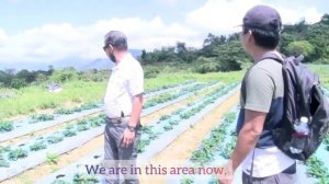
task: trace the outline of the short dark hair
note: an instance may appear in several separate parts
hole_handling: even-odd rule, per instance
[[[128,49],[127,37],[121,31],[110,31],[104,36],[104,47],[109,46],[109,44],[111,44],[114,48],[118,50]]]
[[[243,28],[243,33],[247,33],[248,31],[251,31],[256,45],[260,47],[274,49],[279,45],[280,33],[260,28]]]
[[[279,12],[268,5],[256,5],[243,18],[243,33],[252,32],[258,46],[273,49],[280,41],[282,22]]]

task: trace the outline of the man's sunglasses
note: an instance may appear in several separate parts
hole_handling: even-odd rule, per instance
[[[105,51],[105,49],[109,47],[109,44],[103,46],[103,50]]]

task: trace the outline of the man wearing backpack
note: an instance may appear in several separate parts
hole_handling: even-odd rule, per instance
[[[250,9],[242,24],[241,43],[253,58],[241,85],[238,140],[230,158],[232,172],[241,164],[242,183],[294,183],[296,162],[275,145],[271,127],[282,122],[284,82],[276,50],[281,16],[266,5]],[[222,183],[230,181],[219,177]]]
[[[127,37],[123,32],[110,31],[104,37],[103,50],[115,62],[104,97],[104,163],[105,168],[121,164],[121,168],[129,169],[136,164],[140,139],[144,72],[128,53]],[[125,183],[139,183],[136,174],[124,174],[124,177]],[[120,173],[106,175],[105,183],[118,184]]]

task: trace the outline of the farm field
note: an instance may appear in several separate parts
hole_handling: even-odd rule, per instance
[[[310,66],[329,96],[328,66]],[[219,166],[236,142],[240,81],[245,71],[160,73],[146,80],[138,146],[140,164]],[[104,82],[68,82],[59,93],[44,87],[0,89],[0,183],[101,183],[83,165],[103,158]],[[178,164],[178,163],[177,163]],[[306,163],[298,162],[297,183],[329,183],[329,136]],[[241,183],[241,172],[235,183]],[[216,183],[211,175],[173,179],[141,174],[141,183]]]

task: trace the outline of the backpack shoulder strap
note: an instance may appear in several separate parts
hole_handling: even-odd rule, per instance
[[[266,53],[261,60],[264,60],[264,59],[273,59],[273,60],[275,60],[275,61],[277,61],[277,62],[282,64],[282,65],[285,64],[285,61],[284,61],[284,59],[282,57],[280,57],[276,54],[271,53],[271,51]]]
--
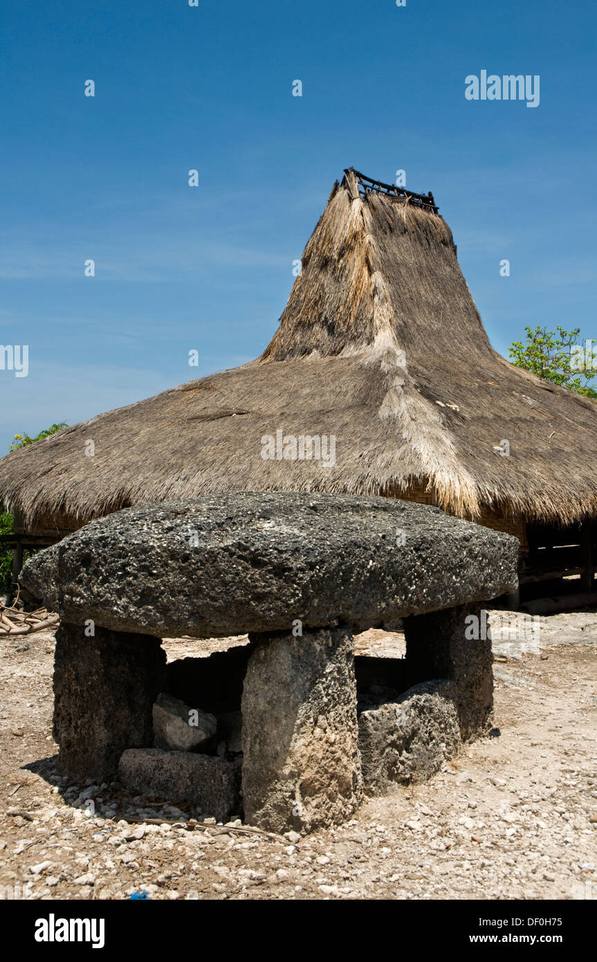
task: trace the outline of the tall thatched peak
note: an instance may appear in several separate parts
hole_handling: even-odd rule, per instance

▶ _Given instruction_: Express the records between the lines holding "task: trace the outline of the man's" and "[[[105,51],[105,49],[109,47],[109,44],[103,46],[103,50]]]", inclusive, as a two-column CSV with the header request,outline. Give one row per request, with its text and its answer each in a single quoted field and line breaks replaced by spaces.

▶ _Complete answer_:
request,outline
"task: trace the outline of the man's sunglasses note: an instance may appear in several separate parts hole_handling: even-odd rule, per instance","[[[105,51],[105,49],[109,47],[109,44],[103,46],[103,50]]]"